**What is required**. Count how many lines of the records below contain the string "canopy", matching case exactly. Give only that number.
+++++
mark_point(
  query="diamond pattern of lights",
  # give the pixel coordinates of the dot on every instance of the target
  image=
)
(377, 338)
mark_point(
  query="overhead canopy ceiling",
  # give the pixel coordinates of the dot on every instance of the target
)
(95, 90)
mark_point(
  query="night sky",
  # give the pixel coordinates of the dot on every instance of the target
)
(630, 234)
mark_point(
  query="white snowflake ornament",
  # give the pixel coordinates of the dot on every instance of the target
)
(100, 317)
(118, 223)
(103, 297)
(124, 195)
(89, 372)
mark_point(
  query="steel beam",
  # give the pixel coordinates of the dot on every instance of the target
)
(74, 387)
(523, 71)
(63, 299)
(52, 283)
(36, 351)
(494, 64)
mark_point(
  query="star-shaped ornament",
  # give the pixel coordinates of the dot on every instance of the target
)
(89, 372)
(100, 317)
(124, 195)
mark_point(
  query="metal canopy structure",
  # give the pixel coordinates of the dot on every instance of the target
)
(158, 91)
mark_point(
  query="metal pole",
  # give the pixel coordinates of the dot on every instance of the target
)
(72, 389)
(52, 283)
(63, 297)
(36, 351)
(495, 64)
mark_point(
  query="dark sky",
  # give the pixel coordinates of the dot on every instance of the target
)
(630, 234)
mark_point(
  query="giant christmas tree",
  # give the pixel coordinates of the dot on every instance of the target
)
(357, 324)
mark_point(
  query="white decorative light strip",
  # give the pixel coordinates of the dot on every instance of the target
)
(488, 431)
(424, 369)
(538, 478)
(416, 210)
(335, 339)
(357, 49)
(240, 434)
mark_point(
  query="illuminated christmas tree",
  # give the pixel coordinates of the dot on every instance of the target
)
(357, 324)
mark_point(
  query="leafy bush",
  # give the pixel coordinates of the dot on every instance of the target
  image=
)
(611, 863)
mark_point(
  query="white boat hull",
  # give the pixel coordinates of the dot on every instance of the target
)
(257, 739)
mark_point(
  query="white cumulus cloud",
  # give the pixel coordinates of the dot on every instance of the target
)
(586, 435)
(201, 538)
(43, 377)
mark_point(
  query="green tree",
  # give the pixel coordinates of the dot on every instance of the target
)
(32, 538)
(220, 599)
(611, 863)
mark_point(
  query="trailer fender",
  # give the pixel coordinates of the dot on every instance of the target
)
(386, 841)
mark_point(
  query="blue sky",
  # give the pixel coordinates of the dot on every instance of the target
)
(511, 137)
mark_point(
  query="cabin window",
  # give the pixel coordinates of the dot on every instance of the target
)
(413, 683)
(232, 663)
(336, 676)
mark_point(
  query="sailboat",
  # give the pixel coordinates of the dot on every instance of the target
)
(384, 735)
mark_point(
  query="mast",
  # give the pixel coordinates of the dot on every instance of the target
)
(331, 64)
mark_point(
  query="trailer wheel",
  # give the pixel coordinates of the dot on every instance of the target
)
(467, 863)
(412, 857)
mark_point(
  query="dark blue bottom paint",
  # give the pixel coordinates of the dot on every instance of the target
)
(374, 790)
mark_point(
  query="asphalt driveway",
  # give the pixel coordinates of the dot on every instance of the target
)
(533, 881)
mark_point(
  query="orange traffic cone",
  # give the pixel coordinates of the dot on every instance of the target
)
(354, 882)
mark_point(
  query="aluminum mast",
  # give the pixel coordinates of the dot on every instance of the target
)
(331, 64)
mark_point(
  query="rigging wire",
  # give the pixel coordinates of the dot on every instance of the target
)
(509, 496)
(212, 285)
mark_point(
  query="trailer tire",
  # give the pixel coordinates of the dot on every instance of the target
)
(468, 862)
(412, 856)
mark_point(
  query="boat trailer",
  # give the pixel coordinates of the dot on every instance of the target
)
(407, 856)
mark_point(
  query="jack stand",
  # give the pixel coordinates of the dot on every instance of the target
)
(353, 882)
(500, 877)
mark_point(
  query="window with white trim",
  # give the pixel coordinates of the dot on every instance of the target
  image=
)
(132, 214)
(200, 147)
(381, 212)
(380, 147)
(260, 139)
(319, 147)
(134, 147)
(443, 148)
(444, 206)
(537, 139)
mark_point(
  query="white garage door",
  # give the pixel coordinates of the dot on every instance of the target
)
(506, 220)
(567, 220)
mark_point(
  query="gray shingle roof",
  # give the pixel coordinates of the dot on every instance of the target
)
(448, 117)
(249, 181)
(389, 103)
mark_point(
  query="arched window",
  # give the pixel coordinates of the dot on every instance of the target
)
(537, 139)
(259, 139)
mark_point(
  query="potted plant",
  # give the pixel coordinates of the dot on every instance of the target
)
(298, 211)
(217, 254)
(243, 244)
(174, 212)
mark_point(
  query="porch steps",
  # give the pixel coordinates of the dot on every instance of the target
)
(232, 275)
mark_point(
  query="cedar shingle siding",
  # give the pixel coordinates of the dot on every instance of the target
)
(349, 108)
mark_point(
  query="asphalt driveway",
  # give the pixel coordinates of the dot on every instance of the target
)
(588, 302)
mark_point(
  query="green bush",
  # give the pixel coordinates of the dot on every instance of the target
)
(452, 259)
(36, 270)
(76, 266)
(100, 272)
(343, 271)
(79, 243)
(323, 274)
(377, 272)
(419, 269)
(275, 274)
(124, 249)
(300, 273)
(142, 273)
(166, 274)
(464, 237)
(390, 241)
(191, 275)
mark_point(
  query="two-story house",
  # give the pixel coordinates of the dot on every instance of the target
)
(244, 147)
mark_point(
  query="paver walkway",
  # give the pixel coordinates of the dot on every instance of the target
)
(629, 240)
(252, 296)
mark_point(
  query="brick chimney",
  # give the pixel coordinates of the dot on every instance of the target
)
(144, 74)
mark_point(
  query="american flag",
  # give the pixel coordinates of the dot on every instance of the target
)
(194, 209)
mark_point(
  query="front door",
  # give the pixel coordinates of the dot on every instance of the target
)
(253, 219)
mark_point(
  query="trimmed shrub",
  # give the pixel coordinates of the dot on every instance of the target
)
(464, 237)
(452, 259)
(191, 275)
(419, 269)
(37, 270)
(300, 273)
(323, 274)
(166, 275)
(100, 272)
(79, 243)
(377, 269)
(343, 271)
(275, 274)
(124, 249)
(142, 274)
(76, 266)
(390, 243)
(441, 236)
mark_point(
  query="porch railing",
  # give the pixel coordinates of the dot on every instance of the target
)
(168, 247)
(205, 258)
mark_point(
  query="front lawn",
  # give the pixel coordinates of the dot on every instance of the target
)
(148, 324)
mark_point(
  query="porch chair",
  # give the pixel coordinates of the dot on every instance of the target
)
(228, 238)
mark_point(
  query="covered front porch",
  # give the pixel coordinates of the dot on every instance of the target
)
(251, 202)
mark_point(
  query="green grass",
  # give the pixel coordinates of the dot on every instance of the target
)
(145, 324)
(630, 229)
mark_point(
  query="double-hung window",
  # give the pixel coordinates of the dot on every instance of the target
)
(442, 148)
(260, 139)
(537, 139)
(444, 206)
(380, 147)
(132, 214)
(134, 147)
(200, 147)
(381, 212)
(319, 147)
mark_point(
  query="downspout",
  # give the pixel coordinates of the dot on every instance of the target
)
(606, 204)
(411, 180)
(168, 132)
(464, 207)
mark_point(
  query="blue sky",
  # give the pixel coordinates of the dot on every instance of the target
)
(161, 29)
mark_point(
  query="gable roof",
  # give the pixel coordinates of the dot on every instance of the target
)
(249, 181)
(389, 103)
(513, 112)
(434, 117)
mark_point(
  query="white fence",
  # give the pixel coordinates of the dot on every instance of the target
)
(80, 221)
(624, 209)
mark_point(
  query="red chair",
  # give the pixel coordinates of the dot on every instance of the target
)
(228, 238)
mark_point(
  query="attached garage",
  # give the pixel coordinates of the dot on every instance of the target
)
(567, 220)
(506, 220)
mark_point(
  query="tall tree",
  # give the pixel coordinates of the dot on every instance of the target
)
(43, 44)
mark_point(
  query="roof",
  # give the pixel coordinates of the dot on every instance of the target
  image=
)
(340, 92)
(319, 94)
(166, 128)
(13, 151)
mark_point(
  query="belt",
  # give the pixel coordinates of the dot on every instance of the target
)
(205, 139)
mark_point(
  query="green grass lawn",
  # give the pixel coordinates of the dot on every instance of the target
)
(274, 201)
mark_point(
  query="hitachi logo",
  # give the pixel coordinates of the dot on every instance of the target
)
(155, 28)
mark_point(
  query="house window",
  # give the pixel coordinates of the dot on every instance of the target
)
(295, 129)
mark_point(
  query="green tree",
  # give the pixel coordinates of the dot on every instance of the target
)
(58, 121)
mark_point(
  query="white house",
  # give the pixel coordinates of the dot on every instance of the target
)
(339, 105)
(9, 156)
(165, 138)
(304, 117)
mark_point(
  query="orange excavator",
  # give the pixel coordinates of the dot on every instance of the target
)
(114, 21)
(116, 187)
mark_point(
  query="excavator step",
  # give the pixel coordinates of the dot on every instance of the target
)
+++++
**Problem solution**. 2